# start of SOURCE TEXT

For Anastasio, this seems to mean hunkering down, closing ranks and recommitting to kith and kin. (For Washington, it’s a basketball career in Europe, where he now plays in Turkey’s pro league.) Following Anastasio’s 2006 arrest on drug charges—two years after Phish’s “farewell” performance at its Coventry festival—a 14-month rehabilitation seemingly paved the way for creative fire and esprit de corps. His return to the stage with Phish in March 2009 amid a collective exuberant headspace, later allowed for collaboration with a producer whose work the band had long admired.

“At this stage in my career, when I see somebody who’s miserable, I just run away from that,” proclaims producer Bob Ezrin, whose projects over the past 40 years have included celebrated albums by Pink Floyd, Peter Gabriel, Lou Reed and even KISS. “It’s too difficult and I’ve spent more time than I care to with people who are unhappy with this amazing thing that we get to do. So when I see a group of people who are doing something and are happy about it, then that’s an attractive thing from the start.”

Ezrin’s attraction to Phish began in earnest last July following a phone call to gauge his interest. While The Barn material had originated without a specific medium in mind, the group now decided that it merited a proper album release, nurtured by an additional set of ears.

The producer concedes, “While I knew something about Phish, I didn’t know about the power of Phish. I didn’t know that much about their music except for a couple of their records. So when I learned that the guys had occasionally spoken about working with me over the years, that was a complete surprise. I told them: ‘I really wouldn’t think of this for me, it’s not something I have ever done before’ but that I would be very interested in at least seeing the band live.”

Gordon had initially expressed reluctance at bringing in an outsider to touch the material they had developed in Vermont. “The band had a meeting over dinner where the three of them said, ‘These demos are great but they’re just demos. Let’s get a producer and maybe we’ll replay them or re-record them.’ I thought they had such a floaty flow and not only couldn’t be beat, but I had never in my life heard Phish like that before—being so organically Phish, including how they were recorded with only one other person in the room. So I had trepidation about replaying anything and about getting a producer who wouldn’t even listen to those after we’d done this beautiful thing, but I was wrong and they were right.”

Despite his initial doubts, out of his respect for his bandmates’ sentiments, it was the bass player who supplied the connection to Ezrin. Throughout the process of making the new Phish album, Gordon was also working on his own solo release, Overstep. While discussing the Phish project with Overstep producer Paul Q. Kolderie, whom Gordon also had targeted as a potential match for the group, Kolderie suggested Ezrin. Long after receiving his first producer’s credit at age 21 for Alice Cooper’s Love It to Death, Ezrin remained an active presence in the recording industry.

# end of SOURCE TEXT
# start of DATASET EXTRACT

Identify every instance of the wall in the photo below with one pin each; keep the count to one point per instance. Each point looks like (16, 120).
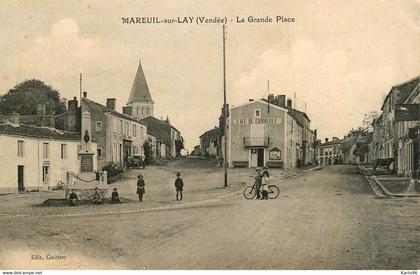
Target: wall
(237, 133)
(33, 161)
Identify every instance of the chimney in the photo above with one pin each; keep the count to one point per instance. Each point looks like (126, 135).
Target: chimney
(14, 118)
(128, 110)
(72, 115)
(40, 109)
(110, 103)
(281, 100)
(289, 103)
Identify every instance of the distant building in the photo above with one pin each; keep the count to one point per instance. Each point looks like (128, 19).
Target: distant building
(391, 140)
(166, 139)
(140, 103)
(37, 157)
(329, 152)
(268, 133)
(119, 136)
(209, 143)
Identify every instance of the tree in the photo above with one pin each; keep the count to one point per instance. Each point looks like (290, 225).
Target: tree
(368, 119)
(25, 97)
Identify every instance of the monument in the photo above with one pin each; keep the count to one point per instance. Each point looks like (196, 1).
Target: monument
(85, 182)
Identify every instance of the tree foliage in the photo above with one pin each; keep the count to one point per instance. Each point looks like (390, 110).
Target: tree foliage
(25, 97)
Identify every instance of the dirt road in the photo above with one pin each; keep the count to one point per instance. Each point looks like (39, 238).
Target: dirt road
(327, 219)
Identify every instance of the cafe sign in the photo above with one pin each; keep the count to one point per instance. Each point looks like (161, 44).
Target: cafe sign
(255, 120)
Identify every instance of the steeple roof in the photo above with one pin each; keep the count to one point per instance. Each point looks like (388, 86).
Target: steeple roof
(140, 91)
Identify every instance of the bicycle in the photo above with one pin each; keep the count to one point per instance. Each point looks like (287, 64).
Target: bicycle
(250, 191)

# end of DATASET EXTRACT

> **TASKS FOR THIS EXERCISE**
a - Can you rewrite the paragraph of the Phish article that begins "Despite his initial doubts" as a short list of its main facts?
b - Could you resume the Phish article after its final sentence and carry it on in the same style?
The entries come from a separate source.

> **TASK RESPONSES**
a -
- Despite his early doubts, Gordon respected his bandmates' wishes and provided the band's connection to Ezrin.
- While the new Phish album was being made, Gordon was also working on his solo release, Overstep.
- Gordon discussed the Phish project with Overstep producer Paul Q. Kolderie, whom he had also considered for the group, and Kolderie suggested Ezrin.
- Ezrin got his first producer's credit at 21 for Alice Cooper's Love It to Death and was still active in the recording industry long afterward.

b -
Phish had bandied about Ezrin’s name in the past, without any real expectation that he was a realistic option. Gordon cites The Wall as his favorite Ezrin production while McConnell names Lou Reed’s Berlin and Anastasio concurs, adding, “We used to listen to that record a lot in the Winooski house in the ‘80s and dream of working with Bob.”

So on Tuesday, July 16, 2013, Ezrin attended the group’s performance at the Verizon Wireless Amphitheatre at Encore Park in Alpharetta, Ga. He admits to an ulterior motive, as his 18-year-old granddaughter lives in the area. More of a hip-hop fan, she accompanied him to the venue a few hours before the band hit the stage and had intended to make an early exit but the producer explains, “She remained because it was such a wonderful, exciting vibe. What’s more, I stayed and watched every song and that’s a precedent,” he chuckles. “I don’t stick around much because I’m a quick study. I can see three or four tunes and say I get it but I loved the energy so much that I didn’t want to leave.”

The next day over lunch, the five principals solidified a mutual commitment that would lead Ezrin to The Barn in early October for pre-production on the album soon to be formerly called Wingsuit.

Page McConnell was Ezrin’s first point of contact Phish. The producer recalls, “I met Page before the show and we spent some time together and I met the other guys in the hallways and, after the show, I met Trey. They seemed very centered and very articulate and smart and pretty laid-back and genuinely happy.”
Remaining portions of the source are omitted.